Übungsziel ::
Sammle aus der Auflistung unten alle Zeilen, in denen das Wort „rough“ vorkommt. Groß- und Kleinschreibung zählt dabei.

Die Auflistung ::

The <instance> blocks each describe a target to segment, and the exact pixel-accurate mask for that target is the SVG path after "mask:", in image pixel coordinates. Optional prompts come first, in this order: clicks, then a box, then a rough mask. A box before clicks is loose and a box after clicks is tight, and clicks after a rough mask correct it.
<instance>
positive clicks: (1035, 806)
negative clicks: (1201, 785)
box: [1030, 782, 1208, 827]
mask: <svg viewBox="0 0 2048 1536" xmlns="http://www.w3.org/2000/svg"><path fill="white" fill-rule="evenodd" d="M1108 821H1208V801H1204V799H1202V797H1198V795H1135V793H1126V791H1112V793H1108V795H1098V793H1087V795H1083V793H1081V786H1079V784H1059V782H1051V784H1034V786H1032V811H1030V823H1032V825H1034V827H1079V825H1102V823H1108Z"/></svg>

---

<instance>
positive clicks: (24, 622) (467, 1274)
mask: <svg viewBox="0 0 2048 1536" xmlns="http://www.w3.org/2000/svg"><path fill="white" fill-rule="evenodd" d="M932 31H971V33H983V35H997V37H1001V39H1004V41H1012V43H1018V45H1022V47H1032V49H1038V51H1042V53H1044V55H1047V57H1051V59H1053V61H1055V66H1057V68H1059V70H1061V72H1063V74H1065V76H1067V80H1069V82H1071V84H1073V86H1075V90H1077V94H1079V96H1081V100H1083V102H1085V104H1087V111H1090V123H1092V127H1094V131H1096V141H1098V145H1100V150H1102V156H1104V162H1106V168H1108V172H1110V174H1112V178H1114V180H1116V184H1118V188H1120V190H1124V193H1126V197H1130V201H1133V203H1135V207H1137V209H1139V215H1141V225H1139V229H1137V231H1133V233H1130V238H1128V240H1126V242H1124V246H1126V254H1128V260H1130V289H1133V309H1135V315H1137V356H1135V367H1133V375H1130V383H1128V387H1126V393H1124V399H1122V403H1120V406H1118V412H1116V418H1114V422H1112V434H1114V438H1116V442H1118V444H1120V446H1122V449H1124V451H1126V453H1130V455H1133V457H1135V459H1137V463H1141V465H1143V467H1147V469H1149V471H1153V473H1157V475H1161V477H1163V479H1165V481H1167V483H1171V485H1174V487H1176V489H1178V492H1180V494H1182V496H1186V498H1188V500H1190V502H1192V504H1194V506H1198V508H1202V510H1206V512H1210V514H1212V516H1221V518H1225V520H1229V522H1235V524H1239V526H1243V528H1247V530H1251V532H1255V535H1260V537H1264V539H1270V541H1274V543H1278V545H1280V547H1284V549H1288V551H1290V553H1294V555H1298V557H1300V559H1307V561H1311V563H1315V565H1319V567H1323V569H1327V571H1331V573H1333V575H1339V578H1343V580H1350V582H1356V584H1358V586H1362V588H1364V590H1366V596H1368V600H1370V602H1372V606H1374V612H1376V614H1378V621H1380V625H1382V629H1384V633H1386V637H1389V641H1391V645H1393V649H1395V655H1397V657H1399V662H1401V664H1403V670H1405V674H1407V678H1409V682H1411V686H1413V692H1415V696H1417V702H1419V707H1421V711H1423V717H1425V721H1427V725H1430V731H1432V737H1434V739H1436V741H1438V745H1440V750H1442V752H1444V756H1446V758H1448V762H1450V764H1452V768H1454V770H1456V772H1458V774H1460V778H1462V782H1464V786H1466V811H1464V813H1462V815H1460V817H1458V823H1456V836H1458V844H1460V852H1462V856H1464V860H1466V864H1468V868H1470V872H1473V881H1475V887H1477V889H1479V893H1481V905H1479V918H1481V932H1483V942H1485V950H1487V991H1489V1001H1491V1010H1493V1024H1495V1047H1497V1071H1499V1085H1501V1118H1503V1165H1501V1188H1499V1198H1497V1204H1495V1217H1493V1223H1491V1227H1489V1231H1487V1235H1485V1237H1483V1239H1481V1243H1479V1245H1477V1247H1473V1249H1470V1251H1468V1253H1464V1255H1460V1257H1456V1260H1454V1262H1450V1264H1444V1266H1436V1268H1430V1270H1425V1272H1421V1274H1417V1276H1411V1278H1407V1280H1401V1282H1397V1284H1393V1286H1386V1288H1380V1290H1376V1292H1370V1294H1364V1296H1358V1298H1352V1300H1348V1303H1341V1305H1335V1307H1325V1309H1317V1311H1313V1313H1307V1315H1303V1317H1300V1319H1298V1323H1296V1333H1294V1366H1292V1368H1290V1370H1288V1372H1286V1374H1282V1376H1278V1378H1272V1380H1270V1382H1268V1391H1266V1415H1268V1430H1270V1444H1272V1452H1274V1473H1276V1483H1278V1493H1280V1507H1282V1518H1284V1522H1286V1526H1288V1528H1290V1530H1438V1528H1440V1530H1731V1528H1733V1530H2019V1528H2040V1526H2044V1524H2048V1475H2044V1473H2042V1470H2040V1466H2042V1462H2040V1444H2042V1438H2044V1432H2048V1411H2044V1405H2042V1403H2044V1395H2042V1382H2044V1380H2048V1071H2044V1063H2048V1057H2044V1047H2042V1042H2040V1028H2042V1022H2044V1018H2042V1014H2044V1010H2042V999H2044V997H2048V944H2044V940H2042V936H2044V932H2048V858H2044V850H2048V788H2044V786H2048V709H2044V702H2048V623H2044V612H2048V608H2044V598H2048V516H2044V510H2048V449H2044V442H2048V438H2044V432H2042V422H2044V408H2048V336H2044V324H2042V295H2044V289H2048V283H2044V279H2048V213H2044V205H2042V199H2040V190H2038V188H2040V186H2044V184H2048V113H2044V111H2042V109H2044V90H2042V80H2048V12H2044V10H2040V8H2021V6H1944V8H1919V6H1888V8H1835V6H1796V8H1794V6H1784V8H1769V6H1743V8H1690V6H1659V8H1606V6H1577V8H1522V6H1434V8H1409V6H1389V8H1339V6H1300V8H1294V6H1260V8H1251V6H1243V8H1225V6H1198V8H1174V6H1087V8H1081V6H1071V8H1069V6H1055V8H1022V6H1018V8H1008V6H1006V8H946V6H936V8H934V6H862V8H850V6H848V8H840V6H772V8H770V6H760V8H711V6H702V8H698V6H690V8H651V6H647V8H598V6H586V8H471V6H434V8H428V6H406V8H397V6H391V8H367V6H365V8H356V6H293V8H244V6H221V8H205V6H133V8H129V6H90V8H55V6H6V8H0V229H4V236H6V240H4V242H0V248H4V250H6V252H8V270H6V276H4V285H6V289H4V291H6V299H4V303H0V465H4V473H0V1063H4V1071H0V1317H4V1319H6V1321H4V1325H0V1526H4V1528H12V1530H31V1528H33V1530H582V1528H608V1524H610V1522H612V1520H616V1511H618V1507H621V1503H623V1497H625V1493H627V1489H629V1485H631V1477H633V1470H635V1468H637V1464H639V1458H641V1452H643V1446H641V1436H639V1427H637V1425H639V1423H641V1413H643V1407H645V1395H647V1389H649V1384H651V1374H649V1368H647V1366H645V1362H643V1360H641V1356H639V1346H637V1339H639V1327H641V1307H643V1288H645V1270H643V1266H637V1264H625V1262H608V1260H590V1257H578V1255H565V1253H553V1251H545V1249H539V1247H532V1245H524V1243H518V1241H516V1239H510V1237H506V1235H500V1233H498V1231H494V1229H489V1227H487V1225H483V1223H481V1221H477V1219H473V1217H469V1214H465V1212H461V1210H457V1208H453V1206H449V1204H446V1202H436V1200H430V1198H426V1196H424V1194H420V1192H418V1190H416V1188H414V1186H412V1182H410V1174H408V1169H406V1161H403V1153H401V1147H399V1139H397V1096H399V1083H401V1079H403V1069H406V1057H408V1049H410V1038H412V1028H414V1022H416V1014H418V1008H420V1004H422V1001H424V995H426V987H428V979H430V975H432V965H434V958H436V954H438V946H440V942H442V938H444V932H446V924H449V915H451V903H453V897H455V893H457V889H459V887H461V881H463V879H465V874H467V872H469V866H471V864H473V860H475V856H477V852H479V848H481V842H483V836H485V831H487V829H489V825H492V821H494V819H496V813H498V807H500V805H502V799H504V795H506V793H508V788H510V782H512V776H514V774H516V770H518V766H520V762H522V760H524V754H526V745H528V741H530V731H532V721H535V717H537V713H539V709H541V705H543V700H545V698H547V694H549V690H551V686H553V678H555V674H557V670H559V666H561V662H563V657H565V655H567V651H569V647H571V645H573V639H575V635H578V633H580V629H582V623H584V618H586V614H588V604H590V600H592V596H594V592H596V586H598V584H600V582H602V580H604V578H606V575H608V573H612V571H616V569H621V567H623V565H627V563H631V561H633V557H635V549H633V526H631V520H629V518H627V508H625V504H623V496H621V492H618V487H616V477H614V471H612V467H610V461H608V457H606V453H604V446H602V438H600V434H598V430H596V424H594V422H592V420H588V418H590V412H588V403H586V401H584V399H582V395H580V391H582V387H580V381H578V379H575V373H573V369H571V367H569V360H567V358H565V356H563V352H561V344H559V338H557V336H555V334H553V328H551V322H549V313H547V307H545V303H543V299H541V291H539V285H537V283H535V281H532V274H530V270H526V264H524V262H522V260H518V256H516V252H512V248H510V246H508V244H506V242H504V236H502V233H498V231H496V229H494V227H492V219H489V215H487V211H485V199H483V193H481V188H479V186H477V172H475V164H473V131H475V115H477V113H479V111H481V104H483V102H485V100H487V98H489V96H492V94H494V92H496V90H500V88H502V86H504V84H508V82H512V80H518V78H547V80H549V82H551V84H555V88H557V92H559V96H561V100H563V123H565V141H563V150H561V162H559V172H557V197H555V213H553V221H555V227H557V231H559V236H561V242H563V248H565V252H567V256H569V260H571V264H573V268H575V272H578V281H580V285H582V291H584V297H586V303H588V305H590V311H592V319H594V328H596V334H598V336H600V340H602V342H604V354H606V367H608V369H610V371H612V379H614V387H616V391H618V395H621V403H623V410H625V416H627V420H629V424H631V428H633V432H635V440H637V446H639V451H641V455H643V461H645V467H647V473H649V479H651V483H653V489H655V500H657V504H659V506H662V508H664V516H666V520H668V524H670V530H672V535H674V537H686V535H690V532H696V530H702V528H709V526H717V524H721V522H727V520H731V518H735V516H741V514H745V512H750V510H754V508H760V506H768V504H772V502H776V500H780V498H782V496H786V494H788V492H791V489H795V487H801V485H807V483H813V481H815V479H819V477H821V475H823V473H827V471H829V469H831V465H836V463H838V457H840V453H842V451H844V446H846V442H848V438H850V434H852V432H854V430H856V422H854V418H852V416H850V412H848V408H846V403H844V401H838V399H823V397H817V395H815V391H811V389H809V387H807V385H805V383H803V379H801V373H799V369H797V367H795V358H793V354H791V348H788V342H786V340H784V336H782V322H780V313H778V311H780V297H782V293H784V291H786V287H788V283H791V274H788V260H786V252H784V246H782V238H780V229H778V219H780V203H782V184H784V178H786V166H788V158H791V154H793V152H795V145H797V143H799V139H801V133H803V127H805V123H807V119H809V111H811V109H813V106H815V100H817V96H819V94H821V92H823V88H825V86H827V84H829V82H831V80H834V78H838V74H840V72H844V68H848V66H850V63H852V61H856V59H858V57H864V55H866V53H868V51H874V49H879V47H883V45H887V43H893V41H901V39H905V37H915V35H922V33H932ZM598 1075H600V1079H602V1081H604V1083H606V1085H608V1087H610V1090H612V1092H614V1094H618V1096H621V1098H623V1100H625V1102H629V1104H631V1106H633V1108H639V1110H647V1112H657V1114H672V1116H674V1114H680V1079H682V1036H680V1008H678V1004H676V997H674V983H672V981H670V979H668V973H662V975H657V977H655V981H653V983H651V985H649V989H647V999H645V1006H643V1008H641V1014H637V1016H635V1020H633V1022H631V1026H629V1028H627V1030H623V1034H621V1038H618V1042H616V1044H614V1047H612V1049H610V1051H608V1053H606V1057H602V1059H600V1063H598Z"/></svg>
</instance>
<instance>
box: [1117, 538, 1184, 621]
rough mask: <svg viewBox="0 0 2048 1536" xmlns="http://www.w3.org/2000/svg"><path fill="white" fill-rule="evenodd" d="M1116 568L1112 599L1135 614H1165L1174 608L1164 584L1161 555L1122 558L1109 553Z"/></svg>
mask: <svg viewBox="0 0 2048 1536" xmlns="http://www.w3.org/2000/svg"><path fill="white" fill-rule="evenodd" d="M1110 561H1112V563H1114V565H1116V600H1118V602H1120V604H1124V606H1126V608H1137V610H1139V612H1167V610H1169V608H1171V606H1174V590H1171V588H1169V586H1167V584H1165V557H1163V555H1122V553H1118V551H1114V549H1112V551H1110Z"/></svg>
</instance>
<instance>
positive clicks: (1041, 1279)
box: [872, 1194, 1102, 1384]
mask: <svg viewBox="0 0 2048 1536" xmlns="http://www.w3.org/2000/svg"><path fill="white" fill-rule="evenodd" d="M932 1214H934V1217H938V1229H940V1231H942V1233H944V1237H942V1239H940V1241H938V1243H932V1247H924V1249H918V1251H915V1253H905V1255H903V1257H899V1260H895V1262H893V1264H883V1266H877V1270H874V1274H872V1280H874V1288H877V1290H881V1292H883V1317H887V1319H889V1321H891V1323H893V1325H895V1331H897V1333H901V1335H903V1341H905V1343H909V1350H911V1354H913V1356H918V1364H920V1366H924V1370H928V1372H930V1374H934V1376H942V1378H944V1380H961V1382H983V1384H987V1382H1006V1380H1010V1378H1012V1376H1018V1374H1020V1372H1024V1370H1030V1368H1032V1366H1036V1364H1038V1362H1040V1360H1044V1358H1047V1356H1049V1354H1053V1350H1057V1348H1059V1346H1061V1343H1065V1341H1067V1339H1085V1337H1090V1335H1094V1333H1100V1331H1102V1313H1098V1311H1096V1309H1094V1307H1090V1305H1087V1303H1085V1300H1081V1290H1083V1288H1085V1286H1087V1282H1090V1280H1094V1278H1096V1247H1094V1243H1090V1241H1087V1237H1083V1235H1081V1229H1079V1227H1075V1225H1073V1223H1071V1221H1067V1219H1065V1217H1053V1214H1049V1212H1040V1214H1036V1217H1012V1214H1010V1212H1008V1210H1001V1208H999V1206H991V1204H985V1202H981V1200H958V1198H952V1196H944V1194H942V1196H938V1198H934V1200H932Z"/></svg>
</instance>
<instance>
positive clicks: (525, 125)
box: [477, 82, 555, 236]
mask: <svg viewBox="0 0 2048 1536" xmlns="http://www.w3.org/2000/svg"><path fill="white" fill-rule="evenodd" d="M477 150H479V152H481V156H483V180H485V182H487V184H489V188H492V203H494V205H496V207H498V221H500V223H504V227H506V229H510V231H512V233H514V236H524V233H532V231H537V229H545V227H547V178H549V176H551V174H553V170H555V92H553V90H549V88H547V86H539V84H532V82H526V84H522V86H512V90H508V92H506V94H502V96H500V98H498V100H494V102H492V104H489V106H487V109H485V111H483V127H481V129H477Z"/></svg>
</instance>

Übungsergebnis ::
The <instance> blocks each describe a target to segment, and the exact pixel-accurate mask for that target is the SVG path after "mask:", in image pixel coordinates. Optional prompts come first, in this order: clicks, then a box, then a rough mask. A box before clicks is loose and a box after clicks is tight, and clicks after a rough mask correct it.
rough mask: <svg viewBox="0 0 2048 1536" xmlns="http://www.w3.org/2000/svg"><path fill="white" fill-rule="evenodd" d="M1116 568L1112 599L1135 614H1165L1174 608L1164 584L1161 555L1122 558L1109 553Z"/></svg>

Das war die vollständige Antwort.